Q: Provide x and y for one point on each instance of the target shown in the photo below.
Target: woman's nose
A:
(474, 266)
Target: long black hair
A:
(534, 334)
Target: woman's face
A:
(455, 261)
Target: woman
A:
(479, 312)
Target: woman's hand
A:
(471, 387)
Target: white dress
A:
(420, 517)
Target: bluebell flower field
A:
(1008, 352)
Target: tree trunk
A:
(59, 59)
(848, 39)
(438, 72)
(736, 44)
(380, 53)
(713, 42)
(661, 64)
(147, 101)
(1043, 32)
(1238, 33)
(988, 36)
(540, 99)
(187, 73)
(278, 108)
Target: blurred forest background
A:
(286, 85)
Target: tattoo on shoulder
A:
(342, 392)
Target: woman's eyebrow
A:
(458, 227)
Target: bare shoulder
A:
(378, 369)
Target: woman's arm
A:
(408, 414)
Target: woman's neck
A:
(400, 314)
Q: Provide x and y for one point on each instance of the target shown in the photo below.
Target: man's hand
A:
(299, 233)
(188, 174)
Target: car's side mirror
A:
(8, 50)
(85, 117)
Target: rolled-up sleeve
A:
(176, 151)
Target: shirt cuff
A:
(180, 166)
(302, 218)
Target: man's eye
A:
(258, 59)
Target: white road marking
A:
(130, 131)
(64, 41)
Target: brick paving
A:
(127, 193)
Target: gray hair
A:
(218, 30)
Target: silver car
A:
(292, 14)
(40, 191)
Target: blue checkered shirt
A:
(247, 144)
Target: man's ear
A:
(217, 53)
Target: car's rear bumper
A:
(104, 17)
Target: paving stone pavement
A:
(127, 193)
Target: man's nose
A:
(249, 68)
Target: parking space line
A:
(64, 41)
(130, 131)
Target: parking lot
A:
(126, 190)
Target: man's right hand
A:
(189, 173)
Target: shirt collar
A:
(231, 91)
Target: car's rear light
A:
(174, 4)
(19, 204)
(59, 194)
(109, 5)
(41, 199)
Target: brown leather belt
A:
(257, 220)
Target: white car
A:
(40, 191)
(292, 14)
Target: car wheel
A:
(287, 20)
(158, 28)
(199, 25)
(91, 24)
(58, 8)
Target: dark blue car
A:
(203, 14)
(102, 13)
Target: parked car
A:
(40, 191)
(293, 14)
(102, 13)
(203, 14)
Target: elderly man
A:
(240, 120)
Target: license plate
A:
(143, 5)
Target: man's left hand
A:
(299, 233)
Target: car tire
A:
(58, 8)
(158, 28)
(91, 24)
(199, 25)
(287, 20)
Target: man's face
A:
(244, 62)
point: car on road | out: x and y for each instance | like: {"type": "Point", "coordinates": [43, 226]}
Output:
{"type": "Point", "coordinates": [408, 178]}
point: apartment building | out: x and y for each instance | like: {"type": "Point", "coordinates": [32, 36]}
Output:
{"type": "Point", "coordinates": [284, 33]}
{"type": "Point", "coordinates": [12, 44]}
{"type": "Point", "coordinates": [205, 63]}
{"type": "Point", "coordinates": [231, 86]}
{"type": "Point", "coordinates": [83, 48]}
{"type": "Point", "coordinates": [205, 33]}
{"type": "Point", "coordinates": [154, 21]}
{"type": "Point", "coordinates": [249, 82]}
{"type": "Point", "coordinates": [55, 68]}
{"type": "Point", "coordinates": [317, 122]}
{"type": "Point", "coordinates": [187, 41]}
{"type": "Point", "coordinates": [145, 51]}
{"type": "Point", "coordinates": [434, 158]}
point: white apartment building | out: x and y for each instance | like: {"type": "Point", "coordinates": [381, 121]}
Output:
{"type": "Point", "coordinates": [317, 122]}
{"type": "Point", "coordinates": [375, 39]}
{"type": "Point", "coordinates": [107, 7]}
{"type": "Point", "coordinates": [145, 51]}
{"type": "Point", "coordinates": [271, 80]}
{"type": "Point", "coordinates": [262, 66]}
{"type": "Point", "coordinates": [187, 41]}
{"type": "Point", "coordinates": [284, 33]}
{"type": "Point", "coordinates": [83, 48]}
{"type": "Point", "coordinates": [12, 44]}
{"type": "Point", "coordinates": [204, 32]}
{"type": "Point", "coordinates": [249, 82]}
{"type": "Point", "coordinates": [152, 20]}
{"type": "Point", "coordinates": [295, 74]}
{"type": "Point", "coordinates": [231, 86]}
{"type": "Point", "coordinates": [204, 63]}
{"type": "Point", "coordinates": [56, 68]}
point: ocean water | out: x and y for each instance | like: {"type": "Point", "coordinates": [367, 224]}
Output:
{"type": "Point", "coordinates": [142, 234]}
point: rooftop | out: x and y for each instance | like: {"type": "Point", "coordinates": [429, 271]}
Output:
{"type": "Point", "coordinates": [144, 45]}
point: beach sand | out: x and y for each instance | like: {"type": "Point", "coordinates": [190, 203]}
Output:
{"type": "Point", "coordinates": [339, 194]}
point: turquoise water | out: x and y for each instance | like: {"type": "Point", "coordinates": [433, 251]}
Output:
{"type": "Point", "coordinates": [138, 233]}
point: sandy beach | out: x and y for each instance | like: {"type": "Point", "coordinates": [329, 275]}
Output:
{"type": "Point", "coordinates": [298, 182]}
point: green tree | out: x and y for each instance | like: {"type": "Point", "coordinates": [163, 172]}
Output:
--
| PROBLEM TO SOLVE |
Scan the entries above and copy each line where "building" occurs.

| SOLUTION TO THIS EXERCISE |
point: apartment building | out: x and y for each instance | like: {"type": "Point", "coordinates": [32, 36]}
point: white apartment building | out: x and y for each instance | like: {"type": "Point", "coordinates": [381, 121]}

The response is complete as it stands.